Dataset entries
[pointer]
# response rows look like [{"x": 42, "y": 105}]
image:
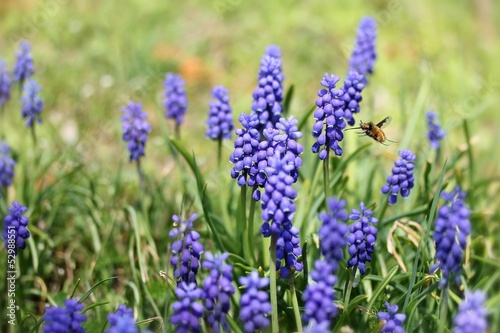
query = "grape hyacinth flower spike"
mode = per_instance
[
  {"x": 471, "y": 317},
  {"x": 254, "y": 303},
  {"x": 393, "y": 321},
  {"x": 329, "y": 117},
  {"x": 401, "y": 181},
  {"x": 268, "y": 95},
  {"x": 23, "y": 68},
  {"x": 186, "y": 249},
  {"x": 68, "y": 319},
  {"x": 15, "y": 233},
  {"x": 364, "y": 53},
  {"x": 450, "y": 235},
  {"x": 7, "y": 165},
  {"x": 175, "y": 101},
  {"x": 361, "y": 238}
]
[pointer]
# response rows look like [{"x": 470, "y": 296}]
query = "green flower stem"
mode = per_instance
[
  {"x": 295, "y": 304},
  {"x": 273, "y": 290}
]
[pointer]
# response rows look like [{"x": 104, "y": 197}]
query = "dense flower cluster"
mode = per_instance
[
  {"x": 471, "y": 317},
  {"x": 354, "y": 84},
  {"x": 135, "y": 129},
  {"x": 278, "y": 209},
  {"x": 5, "y": 84},
  {"x": 175, "y": 101},
  {"x": 393, "y": 321},
  {"x": 268, "y": 94},
  {"x": 220, "y": 118},
  {"x": 435, "y": 133},
  {"x": 402, "y": 180},
  {"x": 186, "y": 250},
  {"x": 254, "y": 303},
  {"x": 31, "y": 102},
  {"x": 450, "y": 234},
  {"x": 16, "y": 225},
  {"x": 364, "y": 54},
  {"x": 7, "y": 165},
  {"x": 329, "y": 117},
  {"x": 361, "y": 238},
  {"x": 246, "y": 146},
  {"x": 187, "y": 310},
  {"x": 217, "y": 291},
  {"x": 122, "y": 321},
  {"x": 23, "y": 69},
  {"x": 64, "y": 320}
]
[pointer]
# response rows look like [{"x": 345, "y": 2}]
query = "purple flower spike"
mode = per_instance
[
  {"x": 435, "y": 133},
  {"x": 23, "y": 69},
  {"x": 402, "y": 180},
  {"x": 16, "y": 233},
  {"x": 135, "y": 129},
  {"x": 361, "y": 238},
  {"x": 268, "y": 95},
  {"x": 186, "y": 249},
  {"x": 329, "y": 116},
  {"x": 7, "y": 165},
  {"x": 5, "y": 84},
  {"x": 471, "y": 317},
  {"x": 254, "y": 303},
  {"x": 63, "y": 320},
  {"x": 217, "y": 291},
  {"x": 364, "y": 54},
  {"x": 187, "y": 311},
  {"x": 393, "y": 321},
  {"x": 175, "y": 101},
  {"x": 31, "y": 103},
  {"x": 450, "y": 235},
  {"x": 220, "y": 119},
  {"x": 354, "y": 84}
]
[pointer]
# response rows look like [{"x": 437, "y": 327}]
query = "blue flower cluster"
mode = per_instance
[
  {"x": 254, "y": 303},
  {"x": 64, "y": 320},
  {"x": 393, "y": 321},
  {"x": 471, "y": 317},
  {"x": 217, "y": 290},
  {"x": 361, "y": 238},
  {"x": 329, "y": 116},
  {"x": 135, "y": 129},
  {"x": 31, "y": 102},
  {"x": 175, "y": 101},
  {"x": 402, "y": 180},
  {"x": 450, "y": 234},
  {"x": 278, "y": 209},
  {"x": 187, "y": 311},
  {"x": 7, "y": 165},
  {"x": 268, "y": 95},
  {"x": 220, "y": 119},
  {"x": 435, "y": 133},
  {"x": 354, "y": 84},
  {"x": 23, "y": 69},
  {"x": 364, "y": 54},
  {"x": 246, "y": 146},
  {"x": 5, "y": 84},
  {"x": 186, "y": 250},
  {"x": 16, "y": 224}
]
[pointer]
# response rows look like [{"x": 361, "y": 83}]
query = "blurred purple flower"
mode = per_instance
[
  {"x": 254, "y": 303},
  {"x": 220, "y": 119},
  {"x": 135, "y": 129},
  {"x": 186, "y": 249},
  {"x": 329, "y": 116},
  {"x": 450, "y": 234},
  {"x": 402, "y": 180}
]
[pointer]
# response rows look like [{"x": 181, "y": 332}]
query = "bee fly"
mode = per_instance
[{"x": 374, "y": 131}]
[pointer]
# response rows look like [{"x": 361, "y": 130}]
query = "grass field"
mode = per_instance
[{"x": 99, "y": 236}]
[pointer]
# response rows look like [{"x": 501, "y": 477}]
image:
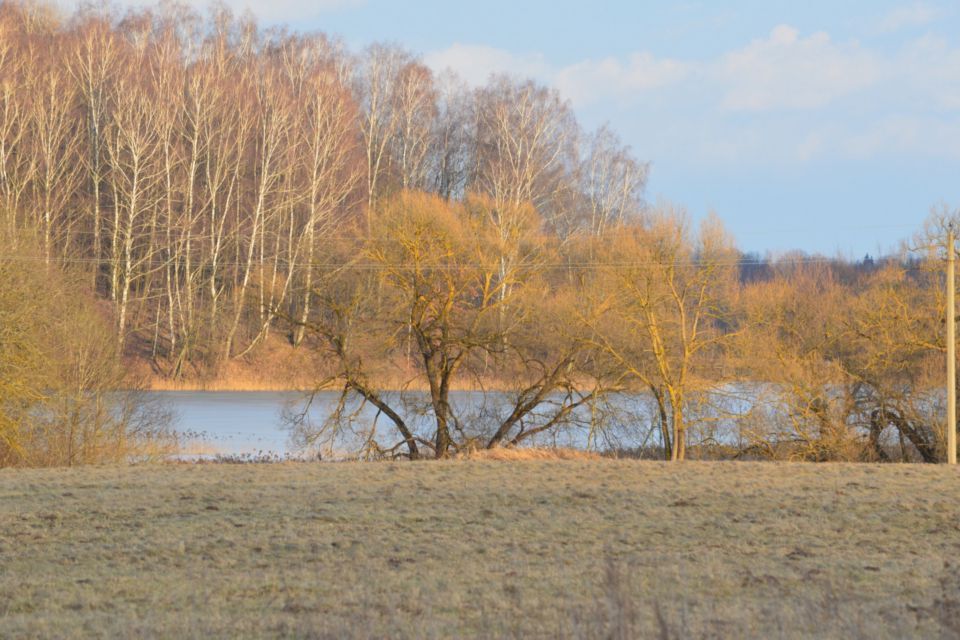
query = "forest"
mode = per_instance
[{"x": 183, "y": 190}]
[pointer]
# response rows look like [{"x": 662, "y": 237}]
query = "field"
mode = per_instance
[{"x": 575, "y": 548}]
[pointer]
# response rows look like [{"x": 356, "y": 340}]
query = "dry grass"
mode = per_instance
[
  {"x": 579, "y": 548},
  {"x": 528, "y": 453}
]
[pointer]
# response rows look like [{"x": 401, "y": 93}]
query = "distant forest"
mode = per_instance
[{"x": 208, "y": 190}]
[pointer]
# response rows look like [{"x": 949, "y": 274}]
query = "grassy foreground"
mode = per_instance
[{"x": 483, "y": 548}]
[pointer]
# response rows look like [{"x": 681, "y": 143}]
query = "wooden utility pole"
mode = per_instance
[{"x": 951, "y": 351}]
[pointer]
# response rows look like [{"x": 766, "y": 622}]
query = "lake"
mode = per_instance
[{"x": 251, "y": 423}]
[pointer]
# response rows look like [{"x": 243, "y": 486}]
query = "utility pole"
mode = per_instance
[{"x": 951, "y": 351}]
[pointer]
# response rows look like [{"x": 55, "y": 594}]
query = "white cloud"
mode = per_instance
[
  {"x": 787, "y": 71},
  {"x": 593, "y": 81},
  {"x": 916, "y": 15},
  {"x": 788, "y": 97}
]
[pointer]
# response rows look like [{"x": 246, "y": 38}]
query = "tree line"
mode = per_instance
[{"x": 217, "y": 187}]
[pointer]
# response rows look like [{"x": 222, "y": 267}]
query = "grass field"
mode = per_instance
[{"x": 577, "y": 548}]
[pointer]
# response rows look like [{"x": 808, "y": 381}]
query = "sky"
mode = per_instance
[{"x": 827, "y": 126}]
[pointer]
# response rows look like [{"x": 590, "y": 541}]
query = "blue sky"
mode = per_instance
[{"x": 822, "y": 126}]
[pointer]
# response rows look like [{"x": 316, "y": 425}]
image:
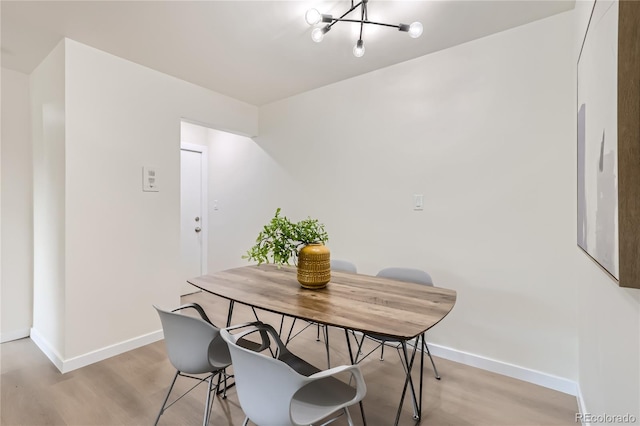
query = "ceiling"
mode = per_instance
[{"x": 254, "y": 51}]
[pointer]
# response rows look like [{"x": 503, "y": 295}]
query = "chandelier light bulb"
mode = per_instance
[
  {"x": 358, "y": 49},
  {"x": 317, "y": 35},
  {"x": 415, "y": 30},
  {"x": 312, "y": 16}
]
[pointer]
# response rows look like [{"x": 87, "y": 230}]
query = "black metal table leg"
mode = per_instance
[
  {"x": 346, "y": 335},
  {"x": 230, "y": 313}
]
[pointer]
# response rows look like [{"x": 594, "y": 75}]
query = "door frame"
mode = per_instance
[{"x": 204, "y": 220}]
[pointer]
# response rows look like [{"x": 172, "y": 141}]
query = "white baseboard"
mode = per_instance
[
  {"x": 46, "y": 348},
  {"x": 510, "y": 370},
  {"x": 582, "y": 409},
  {"x": 66, "y": 365},
  {"x": 14, "y": 335}
]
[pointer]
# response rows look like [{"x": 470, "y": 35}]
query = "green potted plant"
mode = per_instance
[{"x": 282, "y": 241}]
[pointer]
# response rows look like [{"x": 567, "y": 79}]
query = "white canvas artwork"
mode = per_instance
[{"x": 598, "y": 138}]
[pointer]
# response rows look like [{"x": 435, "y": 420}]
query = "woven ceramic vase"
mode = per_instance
[{"x": 314, "y": 266}]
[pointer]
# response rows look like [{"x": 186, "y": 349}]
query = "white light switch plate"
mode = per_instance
[
  {"x": 150, "y": 179},
  {"x": 418, "y": 202}
]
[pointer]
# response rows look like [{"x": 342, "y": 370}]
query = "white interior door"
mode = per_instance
[{"x": 193, "y": 231}]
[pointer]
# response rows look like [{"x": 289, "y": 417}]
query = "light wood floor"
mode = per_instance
[{"x": 128, "y": 389}]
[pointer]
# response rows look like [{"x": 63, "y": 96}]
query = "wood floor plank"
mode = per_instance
[{"x": 128, "y": 389}]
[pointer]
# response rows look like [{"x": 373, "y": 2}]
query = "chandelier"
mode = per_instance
[{"x": 313, "y": 17}]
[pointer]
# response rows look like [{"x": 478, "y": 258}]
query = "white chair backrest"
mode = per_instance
[
  {"x": 411, "y": 275},
  {"x": 343, "y": 266},
  {"x": 193, "y": 345},
  {"x": 265, "y": 385}
]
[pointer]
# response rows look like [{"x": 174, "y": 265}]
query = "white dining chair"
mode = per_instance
[
  {"x": 194, "y": 347},
  {"x": 272, "y": 392}
]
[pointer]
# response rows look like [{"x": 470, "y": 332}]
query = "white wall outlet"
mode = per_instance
[
  {"x": 150, "y": 179},
  {"x": 418, "y": 202}
]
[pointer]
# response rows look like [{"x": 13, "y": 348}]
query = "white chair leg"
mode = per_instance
[
  {"x": 166, "y": 398},
  {"x": 208, "y": 403},
  {"x": 349, "y": 420}
]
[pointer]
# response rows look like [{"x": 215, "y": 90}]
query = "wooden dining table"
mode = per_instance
[{"x": 362, "y": 303}]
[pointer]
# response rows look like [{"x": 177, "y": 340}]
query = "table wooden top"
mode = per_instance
[{"x": 358, "y": 302}]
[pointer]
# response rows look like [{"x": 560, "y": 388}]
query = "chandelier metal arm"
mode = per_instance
[
  {"x": 313, "y": 17},
  {"x": 366, "y": 22},
  {"x": 353, "y": 7}
]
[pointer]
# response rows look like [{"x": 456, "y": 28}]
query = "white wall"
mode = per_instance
[
  {"x": 485, "y": 131},
  {"x": 121, "y": 245},
  {"x": 608, "y": 320},
  {"x": 47, "y": 90},
  {"x": 17, "y": 208}
]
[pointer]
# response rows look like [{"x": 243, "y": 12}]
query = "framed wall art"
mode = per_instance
[{"x": 608, "y": 163}]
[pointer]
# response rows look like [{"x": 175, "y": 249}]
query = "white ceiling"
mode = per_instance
[{"x": 254, "y": 51}]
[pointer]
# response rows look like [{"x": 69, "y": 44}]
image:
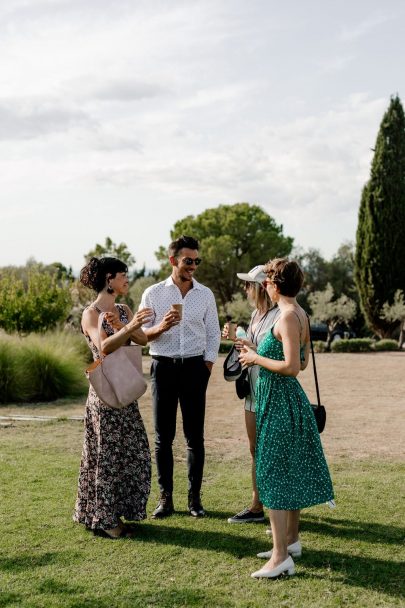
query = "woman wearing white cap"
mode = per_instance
[{"x": 261, "y": 320}]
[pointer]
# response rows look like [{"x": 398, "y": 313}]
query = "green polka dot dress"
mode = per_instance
[{"x": 291, "y": 469}]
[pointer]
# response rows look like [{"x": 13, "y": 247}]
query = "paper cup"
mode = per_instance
[
  {"x": 232, "y": 331},
  {"x": 178, "y": 308}
]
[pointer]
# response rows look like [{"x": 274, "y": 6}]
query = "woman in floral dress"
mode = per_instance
[
  {"x": 291, "y": 469},
  {"x": 115, "y": 471}
]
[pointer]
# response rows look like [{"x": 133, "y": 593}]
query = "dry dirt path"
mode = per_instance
[{"x": 364, "y": 395}]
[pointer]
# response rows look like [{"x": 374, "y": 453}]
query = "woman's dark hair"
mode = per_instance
[
  {"x": 183, "y": 242},
  {"x": 286, "y": 274},
  {"x": 96, "y": 271}
]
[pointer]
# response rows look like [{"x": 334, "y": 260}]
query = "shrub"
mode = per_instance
[
  {"x": 386, "y": 345},
  {"x": 355, "y": 345},
  {"x": 225, "y": 346},
  {"x": 11, "y": 380},
  {"x": 40, "y": 368},
  {"x": 36, "y": 304},
  {"x": 319, "y": 346}
]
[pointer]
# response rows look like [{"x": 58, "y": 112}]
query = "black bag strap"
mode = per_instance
[{"x": 313, "y": 362}]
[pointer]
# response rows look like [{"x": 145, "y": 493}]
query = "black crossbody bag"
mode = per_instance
[{"x": 318, "y": 409}]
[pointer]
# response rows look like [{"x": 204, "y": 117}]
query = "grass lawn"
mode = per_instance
[{"x": 353, "y": 555}]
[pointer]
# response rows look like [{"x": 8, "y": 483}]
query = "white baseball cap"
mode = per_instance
[{"x": 256, "y": 275}]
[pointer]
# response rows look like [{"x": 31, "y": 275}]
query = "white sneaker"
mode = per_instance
[
  {"x": 295, "y": 549},
  {"x": 286, "y": 567}
]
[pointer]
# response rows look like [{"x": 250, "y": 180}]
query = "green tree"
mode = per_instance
[
  {"x": 233, "y": 238},
  {"x": 332, "y": 312},
  {"x": 380, "y": 239},
  {"x": 36, "y": 305},
  {"x": 138, "y": 287},
  {"x": 111, "y": 249},
  {"x": 395, "y": 312}
]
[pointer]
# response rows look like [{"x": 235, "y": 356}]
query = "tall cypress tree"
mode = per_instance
[{"x": 380, "y": 240}]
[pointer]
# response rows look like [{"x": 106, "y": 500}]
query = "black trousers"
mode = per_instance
[{"x": 181, "y": 381}]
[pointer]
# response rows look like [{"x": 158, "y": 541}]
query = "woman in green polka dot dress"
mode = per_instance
[{"x": 291, "y": 469}]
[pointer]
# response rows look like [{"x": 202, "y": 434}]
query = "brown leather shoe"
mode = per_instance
[{"x": 165, "y": 506}]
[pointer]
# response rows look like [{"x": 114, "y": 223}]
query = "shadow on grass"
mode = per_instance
[
  {"x": 164, "y": 598},
  {"x": 9, "y": 598},
  {"x": 359, "y": 571},
  {"x": 383, "y": 576},
  {"x": 353, "y": 530}
]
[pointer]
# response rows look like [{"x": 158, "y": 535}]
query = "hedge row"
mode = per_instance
[
  {"x": 42, "y": 367},
  {"x": 356, "y": 345}
]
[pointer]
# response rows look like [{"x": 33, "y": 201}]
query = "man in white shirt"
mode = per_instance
[{"x": 184, "y": 348}]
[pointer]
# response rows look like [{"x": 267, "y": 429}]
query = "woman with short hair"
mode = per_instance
[{"x": 115, "y": 471}]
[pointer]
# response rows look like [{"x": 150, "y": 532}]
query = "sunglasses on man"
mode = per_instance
[{"x": 191, "y": 261}]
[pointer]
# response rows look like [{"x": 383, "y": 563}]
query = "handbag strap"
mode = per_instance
[{"x": 313, "y": 363}]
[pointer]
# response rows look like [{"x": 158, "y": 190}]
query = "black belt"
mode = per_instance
[{"x": 175, "y": 360}]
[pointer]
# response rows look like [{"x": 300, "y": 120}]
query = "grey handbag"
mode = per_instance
[{"x": 117, "y": 378}]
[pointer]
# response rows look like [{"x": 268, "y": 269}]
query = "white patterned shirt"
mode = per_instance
[{"x": 198, "y": 332}]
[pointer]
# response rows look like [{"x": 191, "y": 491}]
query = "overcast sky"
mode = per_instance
[{"x": 119, "y": 117}]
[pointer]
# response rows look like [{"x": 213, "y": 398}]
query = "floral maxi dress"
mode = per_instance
[
  {"x": 291, "y": 469},
  {"x": 115, "y": 470}
]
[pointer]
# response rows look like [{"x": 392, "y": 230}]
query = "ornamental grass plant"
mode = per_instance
[{"x": 41, "y": 367}]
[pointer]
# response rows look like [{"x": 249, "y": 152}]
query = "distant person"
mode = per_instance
[
  {"x": 184, "y": 335},
  {"x": 263, "y": 317},
  {"x": 115, "y": 471},
  {"x": 291, "y": 469}
]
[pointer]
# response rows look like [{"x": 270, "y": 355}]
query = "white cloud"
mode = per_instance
[{"x": 184, "y": 105}]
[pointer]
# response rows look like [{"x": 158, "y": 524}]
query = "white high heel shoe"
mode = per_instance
[
  {"x": 295, "y": 550},
  {"x": 286, "y": 567}
]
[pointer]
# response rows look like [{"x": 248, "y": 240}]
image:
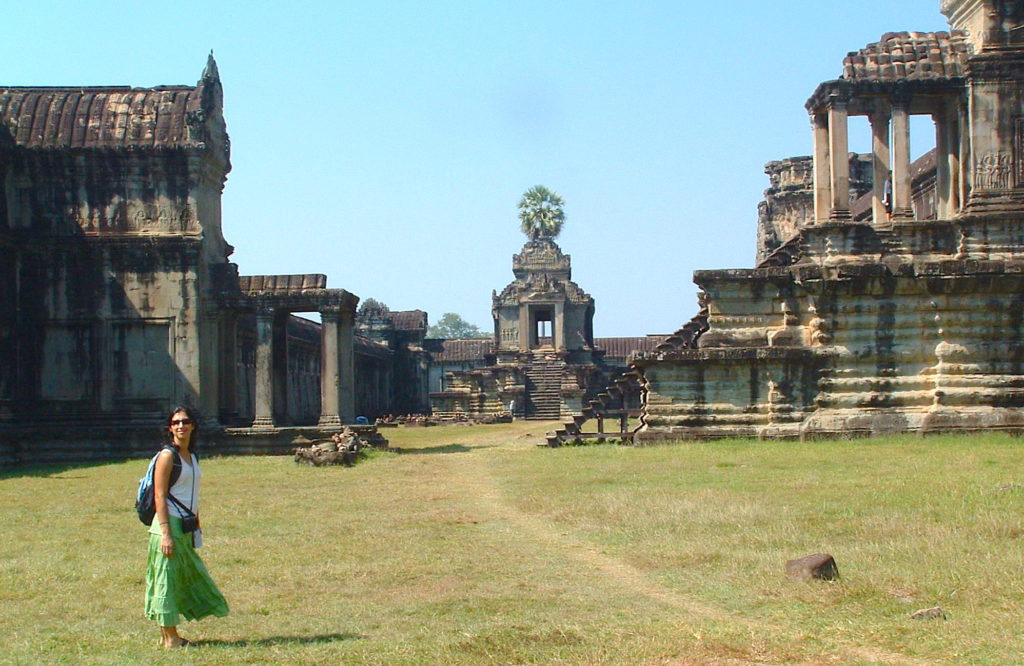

[Work instructions]
Show the lines of the data that hold the word "spike".

[Task output]
query = "grape hyacinth flower spike"
query = "purple flower spike"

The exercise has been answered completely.